Document excerpt
>>>>>

State officials have emphasized their hope for a last-minute agreement but have proceeded with preparing for the alternative. State Treasurer Brad Briner stated that the decision to leave the network would ultimately rest with the health system.

Who is Affected?

The dispute impacts a significant number of North Carolinians. Aetna provides insurance for about 1.5 million residents in the state. Of those, roughly half are covered through the State Health Plan. While Duke Health states that less than 6% of plan members use its services, this still translates to tens of thousands of individuals who may need to alter their healthcare arrangements.

State Health Plan Launches Unprecedented Contingency Measures

In response to the looming deadline, the State Health Plan trustees have taken the unusual step of approving a formal contingency plan. The plan is designed to provide direct assistance to members who currently use Duke Health for their medical needs.

Officials described the initiative as a "white-glove service" aimed at minimizing disruption for patients. The state will proactively contact affected members to help them identify and transition to alternative in-network medical providers. This includes the 22,000 members with a Duke primary care physician and the 40,000 who have filed a claim with Duke Health in the past year.

Continuity of Care Protections

A small subset of patients will be shielded from the immediate impact. Approximately 2,800 individuals undergoing specific treatments, such as maternity care or cancer therapy, are protected by continuity of care laws. These patients can continue to receive treatment at Duke Health as an in-network provider after the contract expires, provided they complete the necessary paperwork.

Officials Exchange Accusations Over Negotiation Tactics

The contract dispute has become increasingly public, with both sides criticizing the other's approach. State Treasurer Brad Briner condemned what he called Duke Health's "aggressive tactics," which include radio advertisements and direct mailings to patients.

"If we end up out of network, Duke is the one who made that choice," Briner said. "They will have made that choice that their financial goals are more important than their mission to serve."

<<<<<

Work to complete
A) Update the passage on the Duke Health contract dispute from "State officials have" to "the health system.", replacing "last-minute agreement" with "final-hour deal".
B) Answer these questions from the passage on the Duke Health contract dispute:
(i) About how many North Carolina residents does Aetna insure?
(ii) How many State Health Plan members have a Duke primary care physician?
(iii) About how many individuals are protected by continuity of care laws?

Exercise data
>>>>>

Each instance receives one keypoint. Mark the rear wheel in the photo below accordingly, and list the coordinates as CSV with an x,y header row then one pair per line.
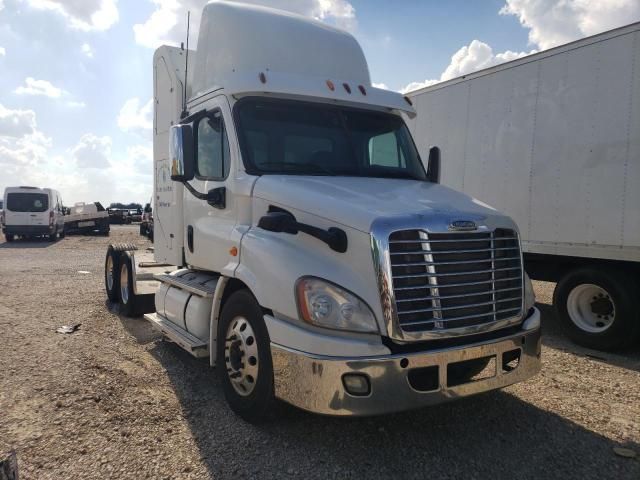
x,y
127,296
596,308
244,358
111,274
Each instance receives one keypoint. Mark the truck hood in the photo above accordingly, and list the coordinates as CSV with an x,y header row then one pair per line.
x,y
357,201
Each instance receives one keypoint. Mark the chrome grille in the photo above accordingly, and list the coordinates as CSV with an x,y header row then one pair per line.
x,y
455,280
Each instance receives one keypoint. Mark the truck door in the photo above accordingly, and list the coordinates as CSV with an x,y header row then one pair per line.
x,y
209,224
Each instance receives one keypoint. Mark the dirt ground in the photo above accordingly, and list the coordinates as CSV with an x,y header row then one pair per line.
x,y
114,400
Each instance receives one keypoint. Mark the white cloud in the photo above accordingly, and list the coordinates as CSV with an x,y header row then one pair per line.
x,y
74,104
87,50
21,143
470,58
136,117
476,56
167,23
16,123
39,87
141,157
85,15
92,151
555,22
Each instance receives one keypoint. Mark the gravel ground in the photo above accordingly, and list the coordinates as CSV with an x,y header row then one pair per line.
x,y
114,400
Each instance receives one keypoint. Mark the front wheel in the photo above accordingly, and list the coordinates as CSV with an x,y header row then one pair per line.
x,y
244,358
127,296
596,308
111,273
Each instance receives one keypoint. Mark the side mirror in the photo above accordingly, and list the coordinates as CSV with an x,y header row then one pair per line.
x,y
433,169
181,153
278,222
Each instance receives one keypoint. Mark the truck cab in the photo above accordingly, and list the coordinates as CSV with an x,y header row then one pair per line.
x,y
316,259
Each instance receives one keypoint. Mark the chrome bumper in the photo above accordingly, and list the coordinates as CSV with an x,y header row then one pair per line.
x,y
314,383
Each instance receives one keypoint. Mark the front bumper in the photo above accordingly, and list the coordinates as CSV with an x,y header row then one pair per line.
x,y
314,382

<<<<<
>>>>>

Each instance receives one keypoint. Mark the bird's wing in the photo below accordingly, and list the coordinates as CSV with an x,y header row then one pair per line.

<<<<<

Solved tasks
A)
State officials have emphasized their hope for a final-hour deal but have proceeded with preparing for the alternative. State Treasurer Brad Briner stated that the decision to leave the network would ultimately rest with the health system.

B)
(i) About 1.5 million
(ii) 22,000
(iii) Approximately 2,800